Rows from an object pointing dataset:
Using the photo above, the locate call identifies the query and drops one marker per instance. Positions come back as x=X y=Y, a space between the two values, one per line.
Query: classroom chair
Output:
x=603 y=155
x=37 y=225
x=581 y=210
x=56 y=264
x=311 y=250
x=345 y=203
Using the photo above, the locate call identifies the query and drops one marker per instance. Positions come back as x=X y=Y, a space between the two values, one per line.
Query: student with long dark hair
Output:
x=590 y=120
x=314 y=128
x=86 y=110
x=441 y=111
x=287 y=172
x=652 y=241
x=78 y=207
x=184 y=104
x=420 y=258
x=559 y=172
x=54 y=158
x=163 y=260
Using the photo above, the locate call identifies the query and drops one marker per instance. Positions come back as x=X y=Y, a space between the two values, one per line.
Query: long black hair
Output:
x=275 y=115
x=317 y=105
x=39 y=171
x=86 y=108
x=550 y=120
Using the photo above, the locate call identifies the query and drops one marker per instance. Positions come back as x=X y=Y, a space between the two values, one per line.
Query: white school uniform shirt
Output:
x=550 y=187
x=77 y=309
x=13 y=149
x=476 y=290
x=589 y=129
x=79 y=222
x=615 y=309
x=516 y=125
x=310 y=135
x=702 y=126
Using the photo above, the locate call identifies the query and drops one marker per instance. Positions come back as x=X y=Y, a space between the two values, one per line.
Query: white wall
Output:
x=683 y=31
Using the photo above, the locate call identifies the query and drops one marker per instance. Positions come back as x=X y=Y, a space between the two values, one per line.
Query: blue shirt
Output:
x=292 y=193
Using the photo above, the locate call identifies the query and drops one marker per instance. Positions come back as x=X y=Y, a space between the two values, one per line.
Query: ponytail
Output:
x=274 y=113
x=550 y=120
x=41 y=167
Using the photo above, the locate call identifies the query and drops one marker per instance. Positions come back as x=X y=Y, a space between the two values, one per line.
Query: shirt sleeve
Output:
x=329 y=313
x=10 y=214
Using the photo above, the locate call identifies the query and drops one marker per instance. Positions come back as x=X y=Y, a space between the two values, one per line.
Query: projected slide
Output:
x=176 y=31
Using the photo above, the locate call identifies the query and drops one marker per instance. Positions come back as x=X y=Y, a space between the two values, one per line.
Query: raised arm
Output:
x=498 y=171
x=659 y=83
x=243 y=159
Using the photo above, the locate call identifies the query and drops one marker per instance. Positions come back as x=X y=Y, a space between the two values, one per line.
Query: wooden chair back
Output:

Work required: Format all of the data above as a numbered list with one line per entry, and leave out any blank lines.

Exercise solution:
1. Using the photo above, the locate call identifies the query and drops one marker per instance. Positions come back as x=X y=Y, a space between the two values, one per line.
2. Query: classroom chair
3. Output:
4. x=603 y=155
5. x=37 y=225
6. x=581 y=210
7. x=56 y=264
8. x=311 y=250
9. x=345 y=203
10. Using the photo above, the locate call identifies the query and drops one marker per instance. Positions come back as x=X y=Y, a space between the two values, one per line.
11. Query: student with long dark hair
12. Output:
13. x=590 y=120
14. x=314 y=128
15. x=86 y=110
16. x=441 y=111
17. x=287 y=172
18. x=652 y=241
19. x=78 y=207
20. x=184 y=104
21. x=420 y=258
22. x=559 y=172
23. x=54 y=158
24. x=163 y=260
25. Using the photo above, the locate call identifies the query and drops one marker per instance. Positions come back as x=X y=Y, a space between the two values, one per line.
26. Query: long black hair
27. Output:
28. x=275 y=115
29. x=317 y=105
30. x=39 y=171
31. x=86 y=108
32. x=550 y=120
33. Using the photo above, the locate call identifies the query and drops one marker per instance. Positions come back as x=X y=Y, a space between the two values, one per line.
34. Query: white school uniform shirt
35. Output:
36. x=550 y=187
37. x=77 y=309
38. x=13 y=149
39. x=476 y=290
40. x=589 y=129
41. x=79 y=222
42. x=615 y=309
43. x=516 y=125
44. x=310 y=135
45. x=702 y=126
46. Using the photo above, the locate call identifies the query and drops one marker per instance. Positions come back as x=X y=Y, a space between the two values, one per line.
47. Query: white wall
48. Output:
49. x=683 y=31
50. Using the photo above, the locate call identifies the query and drops one marker per instance. Positions come back as x=X y=Y, a space between the two values, one per line.
51. Query: blue shirt
52. Output:
53. x=292 y=193
54. Using the photo above, the locate call identifies the query and drops one marker per instance. Positions come back as x=X y=Y, a space between the two values, one per line.
55. Query: ponytail
56. Output:
57. x=274 y=113
58. x=550 y=120
59. x=41 y=167
60. Using the photo above, the locate call identifies the query and drops one marker per instance. Positions come back as x=X y=Y, a space between the two values, one per line.
61. Query: shirt sleeve
62. Output:
63. x=329 y=313
64. x=10 y=214
65. Using the photo above, the locate call identifies the query and drops one marker per instance. Positions come back as x=X y=Y, a space between the two values, one per line.
66. Query: projected slide
67. Output:
68. x=176 y=31
69. Using the photo above, the locate call identifies the query and drops one marker per instance. Positions come back as x=X y=Y, a space between the two values, one per line.
70. Query: raised arm
71. Output:
72. x=498 y=171
73. x=659 y=83
74. x=243 y=159
75. Using the photo above, the locate call identifies the query and drops one marker per instance. Positions come back as x=X y=Y, a space between the two values, one per line.
76. Query: wooden chair back
77. Output:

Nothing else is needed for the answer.